I see a lot of kids with bed-wetting issues. Again, what you’re looking at is structural, and if you can influence how the nerves to the bladder work, because chiropractic works with nerves, what you’ll end up finding is that kids wet their beds less frequently. The kids you see are the ones who are potty-trained, but they go into such a deep sleep that they don’t get the cue to wake up. We’re not trying to take the place of medicine; we’re trying to work in conjunction with whatever the doctors are

doing because it’s a multi-faceted problem. It’s not, “Oh, you just need this one simple adjustment,” but you also need some behavioral stuff to change as well. Chiropractically, what ends up happening is that you’re working on the structures related to the bladder and you find that the kids now have more dry days.

How has your practice evolved since you started?

When I first started, I was in Lancaster County, Pa., and I had a half Amish practice. Since moving back home, I don’t have as many rural country patients who are farmers. I used to see people who had been kicked by their cows or horses. Here I have surfing injuries. There’s definitely a difference between a city practice and a country practice. In the country, you may see patients before they go to the hospital, whereas here they go to the hospital first. I’d have patients come in and I’m going, “Really, we need to get an X-ray, that’s probably a fracture.” In the city, usually if something is broken they’ll have been at the hospital and gotten an X-ray.

───

**CHECK YOUR UNDERSTANDING:**
1. Transcribe part of the chiropractic interview, beginning at the words "doing because it’s" and stopping after "since you started?".
2. Decide whether each statement agrees with the chiropractic interview, and answer yes or no with the deciding words quoted from it: (a) The speaker's first practice was in Lancaster County, Pa. (b) The children with bed-wetting issues that the speaker sees are not yet potty-trained. (c) In the city, patients usually see the speaker before going to the hospital.

───

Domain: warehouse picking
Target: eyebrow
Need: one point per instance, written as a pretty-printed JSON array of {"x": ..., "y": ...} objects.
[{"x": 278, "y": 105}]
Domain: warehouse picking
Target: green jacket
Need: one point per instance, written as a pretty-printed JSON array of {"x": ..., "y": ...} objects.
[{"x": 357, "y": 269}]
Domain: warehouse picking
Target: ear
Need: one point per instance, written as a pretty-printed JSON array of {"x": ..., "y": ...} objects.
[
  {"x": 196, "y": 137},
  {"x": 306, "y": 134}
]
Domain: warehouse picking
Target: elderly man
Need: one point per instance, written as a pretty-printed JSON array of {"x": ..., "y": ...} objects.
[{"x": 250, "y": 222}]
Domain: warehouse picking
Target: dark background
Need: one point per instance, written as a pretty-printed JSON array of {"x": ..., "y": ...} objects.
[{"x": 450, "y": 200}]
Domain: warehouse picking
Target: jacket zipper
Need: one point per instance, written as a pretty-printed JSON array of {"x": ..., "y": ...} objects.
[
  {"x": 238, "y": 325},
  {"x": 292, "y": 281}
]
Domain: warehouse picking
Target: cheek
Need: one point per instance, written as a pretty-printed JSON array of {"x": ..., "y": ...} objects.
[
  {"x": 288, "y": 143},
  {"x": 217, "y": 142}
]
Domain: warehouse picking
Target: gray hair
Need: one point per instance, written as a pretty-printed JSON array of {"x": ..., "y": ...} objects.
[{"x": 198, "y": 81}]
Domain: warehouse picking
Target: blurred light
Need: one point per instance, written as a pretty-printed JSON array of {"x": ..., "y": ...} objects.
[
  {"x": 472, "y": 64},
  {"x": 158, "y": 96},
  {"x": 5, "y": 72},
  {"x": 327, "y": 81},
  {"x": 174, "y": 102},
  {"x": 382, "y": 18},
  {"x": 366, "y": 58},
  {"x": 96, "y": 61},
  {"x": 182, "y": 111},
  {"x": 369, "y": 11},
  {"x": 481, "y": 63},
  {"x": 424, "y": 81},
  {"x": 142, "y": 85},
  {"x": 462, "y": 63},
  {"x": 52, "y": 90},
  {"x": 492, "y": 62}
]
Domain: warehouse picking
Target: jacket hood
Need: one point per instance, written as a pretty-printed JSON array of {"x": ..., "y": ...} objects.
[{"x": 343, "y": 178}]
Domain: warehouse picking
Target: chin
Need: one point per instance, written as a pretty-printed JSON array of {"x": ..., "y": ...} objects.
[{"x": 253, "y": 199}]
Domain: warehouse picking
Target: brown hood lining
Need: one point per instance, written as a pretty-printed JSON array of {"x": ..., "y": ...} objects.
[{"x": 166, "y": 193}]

───

**PROBLEM SOLUTIONS:**
1.
doing because it’s a multi-faceted problem. It’s not, “Oh, you just need this one simple adjustment,” but you also need some behavioral stuff to change as well. Chiropractically, what ends up happening is that you’re working on the structures related to the bladder and you find that the kids now have more dry days.

How has your practice evolved since you started?

2.
(a) Yes: "When I first started, I was in Lancaster County, Pa., and I had a half Amish practice."
(b) No: "The kids you see are the ones who are potty-trained"
(c) No: "In the country, you may see patients before they go to the hospital, whereas here they go to the hospital first."